Programar uma viagem é um grande desafio, e a tarefa fica ainda mais complicada para tutores de animais de estimação, que precisam buscar hotéis, restaurantes e atividades que aceitem seus pets. De olho nessa dificuldade, e com base nas próprias experiências, Sharlene Irente fundou a Cãomigo em 2017, empresa especializada em turismo para cachorros. Mais tarde, em 2023, Maria Paula Mansur Mader entrou como sócia no negócio. 

“Eu já fazia esse tipo de atividade com meus filhos de quatro patas e comecei a perceber que outras pessoas desejavam fazer o mesmo”, conta Sharlene. Os passeios organizados por ela iniciaram em cidades do interior de São Paulo, como Jundiaí e Cabreúva, como atividades que buscavam promover o bem-estar dos tutores e dos cachorros.

“Em 2017, a oferta de restaurantes e pousadas que aceitavam animais de estimação era menor. Então, tivemos que realizar uma busca ativa nas cidades por estabelecimentos dentro do roteiro que tinham essa abertura”, recorda Sharlene. Atualmente, essa busca é realizada pelos guias de turismo parceiros da empresa, que realizam a prospecção de hotéis, restaurantes e pontos turísticos de acordo com cada passeio.

Os roteiros envolvem trilhas, banhos em cachoeira, dia na praia, banho em represa, entre outras atividades pensadas para envolver os animais. Hoje, os passeios chegam a 13 regiões brasileiras e são divididos em três grupos: passeios de um dia, geralmente em cidades próximas de onde o cliente reside, que costumam ser de fácil acesso e ocorrem em grupo; passeios de final de semana, onde são selecionados restaurantes e pousadas; e os passeios privativos, que atendem a uma necessidade específica do cliente e possuem atividades personalizadas.

Os roteiros são pensados para oferecer experiências novas aos pets, como nadar pela primeira vez

 

“Às vezes o cachorro não se dá bem com outros animais ou o tutor deseja um roteiro apenas com a família e recorre ao tipo de passeio personalizado”, diz Maria Paula. Mas, segundo ela, o carro-chefe da empresa ainda são os passeios em grupo.

Com faturamento anual de R$ 97 mil em 2024, a Cãomigo realizou mais de 200 passeios desde que iniciou as atividades, entre viagens e trilhas, e até a metade do segundo semestre de 2025 havia realizado 177.

Os roteiros são uma oportunidade de os tutores fornecerem novas experiências aos seus cachorros, como nadar ou ter contato com a natureza. “Uma experiência marcante se deu quando um cachorro chamado Happy entrou na água pela primeira vez. Ele estava com medo, arranhou a tutora inteira quando foi entrar no rio, mas ela estava com um sorriso enorme e só dizia ‘ele nadou, ele nadou’. Outro dia tivemos uma tutora que chorou muito porque a Golden dela de dez anos nadou pela primeira vez”, conta Sharlene.

Todos os passeios são pensados para garantir o bem-estar dos pets. “Costumo dizer que cachorro nós amamos como filho, mas entendemos que são cães. Por isso, é importante respeitar o limite de cada animal para não os colocar em situações que geram estresse”, diz.

#####

O que fazer »
**A.** Quais são os três grupos em que se dividem os passeios descritos na reportagem sobre a Cãomigo? Liste todos.
**B.** Segundo a reportagem sobre a Cãomigo, em que ano Maria Paula Mansur Mader entrou como sócia no negócio?
**C.** Prossiga a reportagem sobre a Cãomigo a partir da última frase apresentada.

Seção de dados »

#####

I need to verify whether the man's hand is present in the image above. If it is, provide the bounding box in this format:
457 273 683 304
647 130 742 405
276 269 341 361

#####

Respostas »
**A.**
Passeios de um dia
Passeios de final de semana
Passeios privativos

**B.** Em 2023.

**C.**
Ainda que os roteiros sejam elaborados para oferecer experiências aos cachorros, eles também buscam uma interação entre os tutores dos animais, com brunchs e passeios por pontos turísticos das cidades.

O carro-chefe da Cãomigo são os passeios em grupo, nos quais os animais podem interagir

 

Multiplicadores

Além dos roteiros, a Cãomigo oferece capacitação em turismo voltado para animais de estimação. A proposta é suprir a falta de bons profissionais nesse mercado. Apesar da crescente demanda por serviços pet friendly, a oferta ainda é pequena e com qualidade duvidosa, diz Sharlene. “Falta capacitação no mercado, é algo muito amador. Encontramos muita informação de influenciadores que se denominam especialistas no assunto, mas nunca passaram por uma capacitação voltada ao turismo”, diz.

Segundo as sócias, lidar com fornecedores e parceiros locais nesse mercado é mais desafiador do que lidar com os cachorros por conta dos preconceitos que muitos ainda têm do trabalho envolvendo animais, por temerem que eles estraguem algo, o que dificulta a oferta de hotéis e restaurantes dentro do roteiro turístico. 

Segundo Maria Paula, os tutores são consumidores exigentes, que esperam que seus animais sejam bem tratados nos estabelecimentos, “mas acabam se deparando com prestadores de serviços amadores, que têm placa de pet friendly no estabelecimento, mas não possuem higiene ou serviços adequados para o animal.”

Para tentar melhorar esse cenário, a Cãomigo elaborou o programa de capacitação, que envolve parceiros da empresa que desejam utilizar a marca para oferecer o serviço em suas cidades. Para realizar o treinamento, é necessário que o candidato seja formado no curso técnico de turismo, no qual aprende a criar roteiros, entre outras funções de um guia.

A capacitação envolve um curso de 30 horas, entre vídeos e treinamentos práticos, para que o guia aprenda sobre turismo multiespécie e também a lidar com situações que podem prejudicar a saúde do animal, entendendo como reagir nesses casos.

“Quando esse profissional é capacitado para atender a uma família multiespécie, ele entende que às vezes é preciso adaptar o passeio, que uma rota com uma escada pode não ser legal para o animal”, explica Sharlene. 

As sócias fazem a seleção dos potenciais parceiros e fornecem o curso de capacitação, a marca, site, acesso à comunidade de guias da Cãomigo e sistema de pagamento. Já o parceiro fecha um contrato de exclusividade com a marca e fica proibido de compartilhar o curso de capacitação com outras pessoas.

Segundo as sócias, trata-se de uma relação de troca, uma vez que o parceiro é quem conhece os pontos turísticos das cidades, restaurantes e pousadas. Por sua vez, a Cãomigo oferece todo o suporte na hora de o guia preparar o roteiro e fica responsável pela venda dos ingressos. A Cãomigo fica com 20% do ticket vendido e o restante é repassado ao parceiro. A expectativa da empresa é chegar a 20 parceiros até o final de 2025.

“Temos um único parceiro em cada uma das 13 regiões onde atuamos, para que eles não concorram entre si. Além disso, são residentes da região e oferecem serviços apenas dentro da sua própria cidade”, diz Sharlene.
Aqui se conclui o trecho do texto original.